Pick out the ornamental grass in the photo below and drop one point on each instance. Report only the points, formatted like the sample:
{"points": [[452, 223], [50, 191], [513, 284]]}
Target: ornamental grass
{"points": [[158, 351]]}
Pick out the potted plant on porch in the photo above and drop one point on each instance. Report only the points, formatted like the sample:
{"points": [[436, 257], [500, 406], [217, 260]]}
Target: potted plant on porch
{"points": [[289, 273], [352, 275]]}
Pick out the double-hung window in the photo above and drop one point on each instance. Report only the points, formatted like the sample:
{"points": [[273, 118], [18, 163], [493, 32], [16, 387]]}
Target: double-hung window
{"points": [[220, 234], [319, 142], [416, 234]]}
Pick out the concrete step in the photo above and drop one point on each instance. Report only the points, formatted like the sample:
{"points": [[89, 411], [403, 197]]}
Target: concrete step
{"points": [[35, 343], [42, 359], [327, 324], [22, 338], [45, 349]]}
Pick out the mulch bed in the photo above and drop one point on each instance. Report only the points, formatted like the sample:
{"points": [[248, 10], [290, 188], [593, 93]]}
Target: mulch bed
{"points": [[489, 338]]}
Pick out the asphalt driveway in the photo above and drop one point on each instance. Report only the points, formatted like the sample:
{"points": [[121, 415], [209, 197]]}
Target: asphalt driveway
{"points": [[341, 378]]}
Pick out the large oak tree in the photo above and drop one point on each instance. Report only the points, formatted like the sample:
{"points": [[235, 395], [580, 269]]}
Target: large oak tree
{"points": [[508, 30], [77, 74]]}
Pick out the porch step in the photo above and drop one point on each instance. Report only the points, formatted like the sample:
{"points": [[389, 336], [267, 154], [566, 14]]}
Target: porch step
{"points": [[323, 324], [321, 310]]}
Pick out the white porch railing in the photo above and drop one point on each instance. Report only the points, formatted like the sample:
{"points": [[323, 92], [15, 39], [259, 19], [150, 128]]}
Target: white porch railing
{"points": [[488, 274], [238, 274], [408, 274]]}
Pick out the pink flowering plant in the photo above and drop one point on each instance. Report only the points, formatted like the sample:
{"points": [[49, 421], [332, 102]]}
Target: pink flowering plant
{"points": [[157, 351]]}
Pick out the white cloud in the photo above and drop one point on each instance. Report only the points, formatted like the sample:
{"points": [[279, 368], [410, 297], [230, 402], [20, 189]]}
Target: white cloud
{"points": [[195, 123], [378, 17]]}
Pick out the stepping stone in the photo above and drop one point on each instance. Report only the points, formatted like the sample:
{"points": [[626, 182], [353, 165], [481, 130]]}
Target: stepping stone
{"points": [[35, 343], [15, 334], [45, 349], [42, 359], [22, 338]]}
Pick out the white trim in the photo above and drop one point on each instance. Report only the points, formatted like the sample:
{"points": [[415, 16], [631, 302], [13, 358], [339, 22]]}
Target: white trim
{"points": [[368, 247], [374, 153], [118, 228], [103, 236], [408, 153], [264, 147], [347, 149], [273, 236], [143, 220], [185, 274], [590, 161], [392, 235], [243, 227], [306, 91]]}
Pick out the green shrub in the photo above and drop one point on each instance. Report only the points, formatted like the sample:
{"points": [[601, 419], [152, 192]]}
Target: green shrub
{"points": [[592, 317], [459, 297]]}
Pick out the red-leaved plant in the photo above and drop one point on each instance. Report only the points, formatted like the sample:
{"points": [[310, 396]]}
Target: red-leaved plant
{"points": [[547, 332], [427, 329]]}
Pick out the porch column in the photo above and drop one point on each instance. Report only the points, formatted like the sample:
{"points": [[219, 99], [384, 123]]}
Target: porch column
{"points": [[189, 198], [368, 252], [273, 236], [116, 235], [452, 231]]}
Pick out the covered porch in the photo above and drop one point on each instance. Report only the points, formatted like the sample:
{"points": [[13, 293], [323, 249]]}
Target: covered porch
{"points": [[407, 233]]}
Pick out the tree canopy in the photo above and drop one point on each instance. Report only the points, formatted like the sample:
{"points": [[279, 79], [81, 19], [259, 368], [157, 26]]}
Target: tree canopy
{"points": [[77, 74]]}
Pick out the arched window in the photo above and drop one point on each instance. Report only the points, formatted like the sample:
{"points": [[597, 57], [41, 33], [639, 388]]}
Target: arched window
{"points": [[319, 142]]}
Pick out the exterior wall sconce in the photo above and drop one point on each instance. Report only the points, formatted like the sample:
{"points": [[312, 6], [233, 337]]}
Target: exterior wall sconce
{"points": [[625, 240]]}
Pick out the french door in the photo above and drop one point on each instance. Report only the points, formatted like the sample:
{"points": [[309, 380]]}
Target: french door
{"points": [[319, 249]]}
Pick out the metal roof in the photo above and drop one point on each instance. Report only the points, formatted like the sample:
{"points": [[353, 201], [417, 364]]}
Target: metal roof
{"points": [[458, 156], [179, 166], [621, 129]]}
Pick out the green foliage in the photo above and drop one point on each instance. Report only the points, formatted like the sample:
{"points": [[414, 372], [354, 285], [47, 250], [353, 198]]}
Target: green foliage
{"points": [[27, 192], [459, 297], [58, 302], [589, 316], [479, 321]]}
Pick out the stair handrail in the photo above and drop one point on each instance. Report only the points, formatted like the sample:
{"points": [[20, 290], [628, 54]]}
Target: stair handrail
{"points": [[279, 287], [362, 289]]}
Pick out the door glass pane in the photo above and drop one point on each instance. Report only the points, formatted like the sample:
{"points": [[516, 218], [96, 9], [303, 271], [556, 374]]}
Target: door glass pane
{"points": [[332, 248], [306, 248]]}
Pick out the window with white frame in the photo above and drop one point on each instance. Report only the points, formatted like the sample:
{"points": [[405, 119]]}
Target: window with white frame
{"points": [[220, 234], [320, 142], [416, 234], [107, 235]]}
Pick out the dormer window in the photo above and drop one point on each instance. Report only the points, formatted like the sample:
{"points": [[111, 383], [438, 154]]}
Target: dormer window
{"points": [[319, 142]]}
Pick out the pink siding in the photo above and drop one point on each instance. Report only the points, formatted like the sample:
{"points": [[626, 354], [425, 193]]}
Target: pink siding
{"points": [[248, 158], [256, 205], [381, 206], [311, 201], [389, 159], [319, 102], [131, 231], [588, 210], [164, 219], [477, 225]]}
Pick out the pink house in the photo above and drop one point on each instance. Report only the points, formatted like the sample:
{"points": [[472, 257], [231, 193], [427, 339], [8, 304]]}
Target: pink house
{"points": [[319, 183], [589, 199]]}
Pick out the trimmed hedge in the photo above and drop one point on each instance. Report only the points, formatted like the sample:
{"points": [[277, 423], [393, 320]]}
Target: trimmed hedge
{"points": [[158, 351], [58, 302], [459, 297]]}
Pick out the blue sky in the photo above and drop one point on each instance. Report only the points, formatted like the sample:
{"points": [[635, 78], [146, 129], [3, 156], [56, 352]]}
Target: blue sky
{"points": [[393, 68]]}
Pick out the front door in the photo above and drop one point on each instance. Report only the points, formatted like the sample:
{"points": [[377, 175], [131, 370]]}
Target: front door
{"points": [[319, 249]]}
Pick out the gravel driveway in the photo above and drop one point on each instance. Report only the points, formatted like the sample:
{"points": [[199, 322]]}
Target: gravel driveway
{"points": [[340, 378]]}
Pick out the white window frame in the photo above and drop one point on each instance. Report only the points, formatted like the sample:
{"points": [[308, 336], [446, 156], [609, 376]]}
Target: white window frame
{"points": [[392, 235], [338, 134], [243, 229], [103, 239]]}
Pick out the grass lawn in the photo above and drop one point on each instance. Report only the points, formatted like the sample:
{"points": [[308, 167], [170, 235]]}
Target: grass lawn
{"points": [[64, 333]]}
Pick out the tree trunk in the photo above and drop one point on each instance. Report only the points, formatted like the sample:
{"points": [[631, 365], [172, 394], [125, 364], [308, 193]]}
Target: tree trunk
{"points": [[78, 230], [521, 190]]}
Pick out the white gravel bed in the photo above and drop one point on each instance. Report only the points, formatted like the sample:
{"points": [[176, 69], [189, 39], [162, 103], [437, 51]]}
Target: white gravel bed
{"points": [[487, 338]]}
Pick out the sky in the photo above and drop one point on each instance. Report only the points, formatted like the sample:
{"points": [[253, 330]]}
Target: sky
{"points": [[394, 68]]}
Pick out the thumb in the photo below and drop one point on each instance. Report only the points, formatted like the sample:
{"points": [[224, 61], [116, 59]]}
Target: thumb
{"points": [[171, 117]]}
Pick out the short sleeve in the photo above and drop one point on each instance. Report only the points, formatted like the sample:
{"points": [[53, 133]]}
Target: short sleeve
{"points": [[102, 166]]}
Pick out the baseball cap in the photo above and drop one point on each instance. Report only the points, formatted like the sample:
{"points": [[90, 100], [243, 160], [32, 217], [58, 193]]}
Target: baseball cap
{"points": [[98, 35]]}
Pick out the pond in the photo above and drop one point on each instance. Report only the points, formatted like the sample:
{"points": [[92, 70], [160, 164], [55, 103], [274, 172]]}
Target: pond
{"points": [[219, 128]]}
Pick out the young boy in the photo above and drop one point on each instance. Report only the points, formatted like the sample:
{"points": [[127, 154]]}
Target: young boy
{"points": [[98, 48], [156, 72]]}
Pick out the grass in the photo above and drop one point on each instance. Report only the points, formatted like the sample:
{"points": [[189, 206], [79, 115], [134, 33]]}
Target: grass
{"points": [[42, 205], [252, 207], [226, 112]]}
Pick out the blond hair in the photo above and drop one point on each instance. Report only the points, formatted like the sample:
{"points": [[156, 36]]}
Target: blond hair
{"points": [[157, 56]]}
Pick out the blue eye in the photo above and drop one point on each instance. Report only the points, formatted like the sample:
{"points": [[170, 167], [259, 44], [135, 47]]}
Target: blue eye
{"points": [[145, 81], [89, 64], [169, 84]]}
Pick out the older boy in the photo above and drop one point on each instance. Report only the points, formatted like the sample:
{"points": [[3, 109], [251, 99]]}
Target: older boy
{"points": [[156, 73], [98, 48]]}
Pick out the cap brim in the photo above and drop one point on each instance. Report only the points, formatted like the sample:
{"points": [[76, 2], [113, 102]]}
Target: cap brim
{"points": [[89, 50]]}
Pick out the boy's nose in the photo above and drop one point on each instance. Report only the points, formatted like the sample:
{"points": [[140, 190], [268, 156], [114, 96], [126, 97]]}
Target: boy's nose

- STATED EXERCISE -
Set out exactly the run of lines that begins at the line holding "Pick out the older" and ends at the last line of the data.

- WRITTEN SOLUTION -
Pick out the older boy in the photo above and drop one point on each instance. Report only the points, formatted like the sample:
{"points": [[3, 109], [251, 99]]}
Target: older boy
{"points": [[156, 73], [98, 48]]}
Pick out the cap brim in the photo above and drop one point on each instance. Report only the points, formatted like the sample:
{"points": [[76, 2], [113, 102]]}
Target: cap brim
{"points": [[89, 50]]}
Pick out the boy's nose in the photo above and drop one point on each instance. Report only the points, formatted like the sample:
{"points": [[140, 190], [268, 156], [114, 96], [126, 97]]}
Target: boy's nose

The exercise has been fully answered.